Reading passage —
[START]

So how do you know when they’re ripe? Cucumbers, when at their peak, will more easily separate from the vine when you harvest. If you really have to aggressively tug or cut the vine, you may want to wait a day or two. It is also a good idea to wear gloves when picking cukes; their skins and stems are covered with prickly spines that can lodge themselves in your fingers. These spines can usually be removed by simply wiping with a glove or cloth. Make sure the skins are smooth before serving!

One of the most important tips on how to grow cucumbers is: don’t delay your harvest! Waiting to pick your cucumbers until they start to turn yellow can result in bitter fruit, as well as enabling cucumber pests to more easily munch, as the skins will be thinner and softer. Though your specific cucumber variety may generally produce 8- to 10-inch fruits, there are always exceptions, so it’s best not to judge by size, but rather by appearance.

Pick cukes just as soon as they ripen to encourage the plants to keep producing fruit. A gentle tug on the fruit will tell you if it is ripe, as it will come off the vine easily. 

 

Preserving Your Cucumber Harvest

Storing Fresh Cucumbers

  • Short-Term Storage: Keep cucumbers in the refrigerator's crisper drawer, where they can stay fresh for up to a week. Wrapping them individually in paper towels can help absorb excess moisture and prolong their shelf life.

[END]

Listing —
[START]

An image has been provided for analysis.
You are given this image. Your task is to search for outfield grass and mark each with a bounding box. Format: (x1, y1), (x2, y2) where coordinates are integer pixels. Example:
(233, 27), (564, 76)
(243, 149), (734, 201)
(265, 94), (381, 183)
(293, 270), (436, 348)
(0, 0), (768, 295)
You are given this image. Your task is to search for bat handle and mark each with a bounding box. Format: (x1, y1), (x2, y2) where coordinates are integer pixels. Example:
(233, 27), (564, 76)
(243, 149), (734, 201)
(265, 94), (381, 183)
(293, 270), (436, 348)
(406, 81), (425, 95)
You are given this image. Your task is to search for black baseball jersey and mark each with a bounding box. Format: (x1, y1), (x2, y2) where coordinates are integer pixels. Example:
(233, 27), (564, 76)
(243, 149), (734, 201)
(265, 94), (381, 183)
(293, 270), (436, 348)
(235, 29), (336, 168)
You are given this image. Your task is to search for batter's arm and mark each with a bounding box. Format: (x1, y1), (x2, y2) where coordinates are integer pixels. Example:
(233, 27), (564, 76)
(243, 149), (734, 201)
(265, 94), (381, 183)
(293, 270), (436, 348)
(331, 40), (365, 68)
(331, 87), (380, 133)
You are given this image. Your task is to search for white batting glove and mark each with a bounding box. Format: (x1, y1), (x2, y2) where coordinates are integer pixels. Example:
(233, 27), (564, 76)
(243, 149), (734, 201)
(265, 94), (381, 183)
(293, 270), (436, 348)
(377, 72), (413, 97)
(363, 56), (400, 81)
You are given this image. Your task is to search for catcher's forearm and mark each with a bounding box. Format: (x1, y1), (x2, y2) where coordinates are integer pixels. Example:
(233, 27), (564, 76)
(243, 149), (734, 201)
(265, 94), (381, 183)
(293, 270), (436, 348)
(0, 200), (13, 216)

[END]

Written task — Continue the cucumber harvesting and storage text from the point where it stops.

Final answer —
Pickling

  • Quick Pickles: For a quick and easy preservation method, cucumbers can be pickled using a simple vinegar, water, and salt brine, along with your choice of spices. These pickles can be stored in the refrigerator for several weeks.
  • Canning: For long-term storage, cucumbers can be processed into pickles and canned. Ensure to follow safe canning practices to prevent foodborne illnesses.

Freezing

While cucumbers are not typically frozen due to their high water content, freezing may be suitable for cucumbers that will be used in smoothies or as chilled soup ingredients. Blanching before freezing can help preserve texture to some extent.

Drying

Drying cucumbers is not common due to their high moisture content, but dehydrated cucumber chips can be made using a food dehydrator and enjoyed as a crispy snack.

 

The Dietary Benefits of Cucumbers

The crunchy cucumber skin contains valuable dietary fiber, nutrients, and vitamins, such as A, C, K, and multiple types of vitamin B, so you may want to consider leaving the skin intact to profit most from those dietary benefits. Cucumbers also do not contain cholesterol, are low in calories, and are packed with essential minerals, such as calcium, iron, potassium, selenium, magnesium, and zinc.

 

How to Grow Cucumbers With Companion Plants

All plants do not grow well together;  this is also true of cucumbers. Plant them well away from tomatoes, sage, and other aromatic herbs, such as lavender, mint, or lemon grass.

On the other hand, vegetables such as radishes, beets, and dill are good choices for planting in close proximity to your cucumber plants. Not only do they benefit your cucumbers when it comes to utilizing and providing needed nutrients, some will also help deter the most common cucumber pests, such as aphids, cucumber beetles, spider mites, and pickle worms. Dill, for instance, will attract lacewings, which in turn will decimate an aphid population in short order. Lacewings will also eat the eggs of the cucumber beetle.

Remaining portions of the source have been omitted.